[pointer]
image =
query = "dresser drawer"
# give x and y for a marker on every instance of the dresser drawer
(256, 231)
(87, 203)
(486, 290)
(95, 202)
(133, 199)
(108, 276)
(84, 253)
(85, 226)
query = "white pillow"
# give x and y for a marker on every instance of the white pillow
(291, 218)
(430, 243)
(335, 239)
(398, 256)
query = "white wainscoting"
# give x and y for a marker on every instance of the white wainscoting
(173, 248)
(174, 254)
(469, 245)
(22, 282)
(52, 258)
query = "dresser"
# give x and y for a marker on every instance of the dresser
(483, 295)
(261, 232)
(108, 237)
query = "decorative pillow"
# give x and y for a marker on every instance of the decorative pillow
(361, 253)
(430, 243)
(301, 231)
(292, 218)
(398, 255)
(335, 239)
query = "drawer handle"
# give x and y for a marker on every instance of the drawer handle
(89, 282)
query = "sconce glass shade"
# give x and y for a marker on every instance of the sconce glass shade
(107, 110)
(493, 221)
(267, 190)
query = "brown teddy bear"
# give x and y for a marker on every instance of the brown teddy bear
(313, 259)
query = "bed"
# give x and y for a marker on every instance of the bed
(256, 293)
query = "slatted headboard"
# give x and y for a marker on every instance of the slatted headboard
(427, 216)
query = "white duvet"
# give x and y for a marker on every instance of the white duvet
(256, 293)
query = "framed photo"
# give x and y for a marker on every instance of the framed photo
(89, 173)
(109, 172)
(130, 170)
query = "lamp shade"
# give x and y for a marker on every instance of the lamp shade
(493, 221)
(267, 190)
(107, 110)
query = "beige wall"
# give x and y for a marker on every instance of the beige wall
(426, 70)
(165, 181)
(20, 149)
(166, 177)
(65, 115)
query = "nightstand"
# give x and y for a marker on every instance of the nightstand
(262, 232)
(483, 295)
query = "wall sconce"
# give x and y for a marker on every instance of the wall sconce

▶ [SET EXERCISE]: Quote every record above exactly.

▶ [EXERCISE SOLUTION]:
[pointer]
image =
query = "dresser drawer"
# give x and y for a marker on every instance of the dresser drawer
(256, 231)
(87, 203)
(486, 290)
(95, 202)
(133, 199)
(108, 276)
(84, 253)
(85, 226)
query = "white pillow"
# give x and y for a marker on every instance of the white pillow
(291, 218)
(430, 243)
(335, 239)
(398, 256)
query = "white wainscoting"
# give x and y for a marker on every instance of the white wainscoting
(173, 248)
(174, 254)
(469, 245)
(22, 282)
(52, 258)
query = "dresser"
# give x and y for a marker on every instance of the dresser
(483, 295)
(261, 232)
(108, 237)
query = "decorative pillow"
# give x and y for a marker on every instance of the decorative pillow
(361, 253)
(430, 243)
(301, 231)
(292, 218)
(398, 255)
(335, 239)
query = "drawer handle"
# give x and y for a marker on every instance of the drawer handle
(89, 282)
query = "sconce glass shade"
# give x and y for a marker on every instance of the sconce glass shade
(107, 110)
(493, 221)
(267, 190)
query = "brown teddy bear"
# give x and y for a marker on every instance of the brown teddy bear
(313, 259)
query = "bed"
# give x and y for a marker on every instance of the bed
(256, 293)
query = "slatted headboard"
# give x and y for a marker on every instance of the slatted headboard
(427, 216)
query = "white duvet"
# give x and y for a marker on every instance of the white duvet
(256, 293)
query = "framed photo"
# give x and y for a marker on every instance of the framed photo
(89, 173)
(109, 172)
(130, 170)
query = "lamp shade"
# give x and y for a marker on every instance of the lamp shade
(493, 221)
(267, 190)
(107, 110)
query = "beige wall"
# give x and y for a marker on every instance of the beige wall
(426, 70)
(165, 181)
(20, 149)
(166, 177)
(65, 115)
query = "nightstand"
# give x and y for a marker on every instance of the nightstand
(262, 232)
(483, 295)
query = "wall sconce"
# give x and y for a marker on every instance of the wall sconce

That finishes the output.